Ações necessárias:
1. Cite sem alterações a passagem do trecho fornecido que se abre com as palavras "Tais cartas e" e se fecha com "Britto (foto: Reprodução/Facebook)".
2. Enumere todas as pessoas mencionadas pelo nome no trecho fornecido.

Trecho fornecido:
▽

Tais cartas e o fato de Bishop ser uma estrangeira homenageada no lugar que sempre foi de autores brasileiros fizeram com que escritores e editores contestassem a escolha. Tradutor de Bishop, o poeta e professor Paulo Henriques Britto afirma que parte desse conteúdo é público desde 1995, quando foi editado pela Companhia das Letras o livro Uma arte: As cartas de Elizabeth Bishop.
 
O tradutor e poeta Paulo Henriques Britto
O tradutor e poeta Paulo Henriques Britto (foto: Reprodução/Facebook)
“Algumas cartas já estão naquele livro. Em 1999, quando traduzi Poemas do Brasil, escrevi uma introdução, Bishop e o Brasil, em que analiso tudo isso (o livro foi reeditado em 2012, com o nome de Poemas escolhidos). Comento a ingenuidade dela, colada ao discurso de Lota (Macedo Soares, companheira da americana, idealizadora do Parque do Flamengo), que era ligada ao (Carlos) Lacerda. A Bishop nunca fez qualquer pronunciamento público a respeito do governo militar. Tudo o que existe são cartas privadas que ela não tinha a menor ideia que algum dia seriam publicadas”, comenta Britto.

△

Dados armazenados:

▽

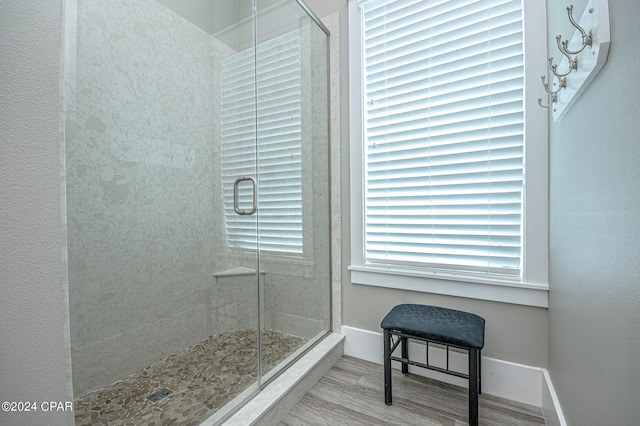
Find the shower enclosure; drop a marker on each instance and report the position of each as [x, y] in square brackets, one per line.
[197, 201]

△

Resultados do exercício:
1.
Tais cartas e o fato de Bishop ser uma estrangeira homenageada no lugar que sempre foi de autores brasileiros fizeram com que escritores e editores contestassem a escolha. Tradutor de Bishop, o poeta e professor Paulo Henriques Britto afirma que parte desse conteúdo é público desde 1995, quando foi editado pela Companhia das Letras o livro Uma arte: As cartas de Elizabeth Bishop.
 
O tradutor e poeta Paulo Henriques Britto
O tradutor e poeta Paulo Henriques Britto (foto: Reprodução/Facebook)

2.
Elizabeth Bishop
Paulo Henriques Britto
Lota Macedo Soares
Carlos Lacerda